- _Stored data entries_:
......
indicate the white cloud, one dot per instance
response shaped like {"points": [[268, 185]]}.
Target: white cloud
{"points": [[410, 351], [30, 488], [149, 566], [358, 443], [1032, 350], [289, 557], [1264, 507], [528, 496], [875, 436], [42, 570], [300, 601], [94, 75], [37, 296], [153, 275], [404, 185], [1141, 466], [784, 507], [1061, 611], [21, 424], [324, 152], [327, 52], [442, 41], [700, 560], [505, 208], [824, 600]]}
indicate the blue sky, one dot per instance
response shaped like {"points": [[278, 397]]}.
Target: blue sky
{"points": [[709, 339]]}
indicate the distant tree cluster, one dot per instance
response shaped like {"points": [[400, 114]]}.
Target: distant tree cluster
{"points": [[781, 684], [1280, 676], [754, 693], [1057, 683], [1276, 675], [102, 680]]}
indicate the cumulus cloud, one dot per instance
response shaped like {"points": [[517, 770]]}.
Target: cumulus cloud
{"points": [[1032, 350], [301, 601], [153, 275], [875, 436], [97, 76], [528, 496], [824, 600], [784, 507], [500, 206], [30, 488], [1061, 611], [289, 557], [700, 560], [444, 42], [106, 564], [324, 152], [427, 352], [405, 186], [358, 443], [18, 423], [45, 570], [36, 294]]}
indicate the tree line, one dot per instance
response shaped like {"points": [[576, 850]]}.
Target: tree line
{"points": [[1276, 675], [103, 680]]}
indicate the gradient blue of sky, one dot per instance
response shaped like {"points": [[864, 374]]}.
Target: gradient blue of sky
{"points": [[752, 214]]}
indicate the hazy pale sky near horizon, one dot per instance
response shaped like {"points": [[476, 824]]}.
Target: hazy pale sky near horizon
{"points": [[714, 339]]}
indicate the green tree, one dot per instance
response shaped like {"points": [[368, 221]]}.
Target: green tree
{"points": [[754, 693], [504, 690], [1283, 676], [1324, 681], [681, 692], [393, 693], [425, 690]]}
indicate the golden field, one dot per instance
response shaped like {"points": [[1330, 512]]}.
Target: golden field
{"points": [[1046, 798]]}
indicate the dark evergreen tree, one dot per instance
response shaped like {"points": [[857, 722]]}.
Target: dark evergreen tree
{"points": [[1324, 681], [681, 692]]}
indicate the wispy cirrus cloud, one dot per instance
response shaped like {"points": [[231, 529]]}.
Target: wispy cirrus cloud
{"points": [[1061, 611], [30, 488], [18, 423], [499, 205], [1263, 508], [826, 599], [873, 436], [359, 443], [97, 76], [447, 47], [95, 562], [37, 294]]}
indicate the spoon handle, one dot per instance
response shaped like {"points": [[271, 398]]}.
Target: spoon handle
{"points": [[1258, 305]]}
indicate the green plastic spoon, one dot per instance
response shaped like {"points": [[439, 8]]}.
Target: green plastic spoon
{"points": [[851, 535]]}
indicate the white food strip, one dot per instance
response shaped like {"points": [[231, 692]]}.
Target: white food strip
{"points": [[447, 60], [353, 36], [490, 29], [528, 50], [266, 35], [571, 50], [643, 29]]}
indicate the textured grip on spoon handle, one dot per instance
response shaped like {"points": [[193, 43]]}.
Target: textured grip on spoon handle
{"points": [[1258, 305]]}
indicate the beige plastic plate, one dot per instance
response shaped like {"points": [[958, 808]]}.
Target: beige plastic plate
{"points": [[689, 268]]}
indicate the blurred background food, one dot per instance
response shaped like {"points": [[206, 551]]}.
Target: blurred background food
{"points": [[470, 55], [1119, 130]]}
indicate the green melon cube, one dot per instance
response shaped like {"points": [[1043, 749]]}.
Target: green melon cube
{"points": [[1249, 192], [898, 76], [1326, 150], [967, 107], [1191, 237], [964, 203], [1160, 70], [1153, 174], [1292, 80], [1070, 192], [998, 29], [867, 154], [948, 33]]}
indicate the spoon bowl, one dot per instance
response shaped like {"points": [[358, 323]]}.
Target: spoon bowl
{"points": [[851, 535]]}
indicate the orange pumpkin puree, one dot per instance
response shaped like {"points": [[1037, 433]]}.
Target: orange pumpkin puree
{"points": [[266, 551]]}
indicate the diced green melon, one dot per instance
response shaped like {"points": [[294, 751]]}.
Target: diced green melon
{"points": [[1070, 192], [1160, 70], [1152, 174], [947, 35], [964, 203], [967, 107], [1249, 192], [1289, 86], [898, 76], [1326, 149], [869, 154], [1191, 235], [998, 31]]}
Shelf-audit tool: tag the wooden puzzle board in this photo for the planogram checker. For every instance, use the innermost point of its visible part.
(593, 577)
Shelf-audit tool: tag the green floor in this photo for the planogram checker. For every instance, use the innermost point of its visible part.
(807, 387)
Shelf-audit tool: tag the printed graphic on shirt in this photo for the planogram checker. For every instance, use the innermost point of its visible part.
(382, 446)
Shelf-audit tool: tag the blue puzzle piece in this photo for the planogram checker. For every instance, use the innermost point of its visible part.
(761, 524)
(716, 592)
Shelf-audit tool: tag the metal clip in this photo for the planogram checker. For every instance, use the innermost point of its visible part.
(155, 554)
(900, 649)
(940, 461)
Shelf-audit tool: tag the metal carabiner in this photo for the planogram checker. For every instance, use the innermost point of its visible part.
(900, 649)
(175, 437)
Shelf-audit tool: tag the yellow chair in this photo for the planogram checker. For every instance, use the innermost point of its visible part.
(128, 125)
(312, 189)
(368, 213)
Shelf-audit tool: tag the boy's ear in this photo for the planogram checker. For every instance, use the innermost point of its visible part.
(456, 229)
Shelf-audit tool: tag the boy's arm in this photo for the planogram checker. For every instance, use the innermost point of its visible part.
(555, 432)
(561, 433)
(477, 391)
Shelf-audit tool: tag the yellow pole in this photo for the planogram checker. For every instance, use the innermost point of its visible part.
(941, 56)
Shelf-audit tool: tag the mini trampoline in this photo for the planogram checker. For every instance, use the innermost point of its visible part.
......
- _Instructions for the task_:
Nothing but the lines from the one holding "Shelf-audit tool: tag the yellow pole" to the end of the entries should be returned, each exactly as it stands.

- _Response area_:
Shelf-audit tool: tag the yellow pole in this photo for the planogram checker. For every instance, use the innermost point of its visible part.
(941, 56)
Shelf-audit tool: tag the mini trampoline in this photo for the planogram checker. For every instance, use the innermost point of its visible part.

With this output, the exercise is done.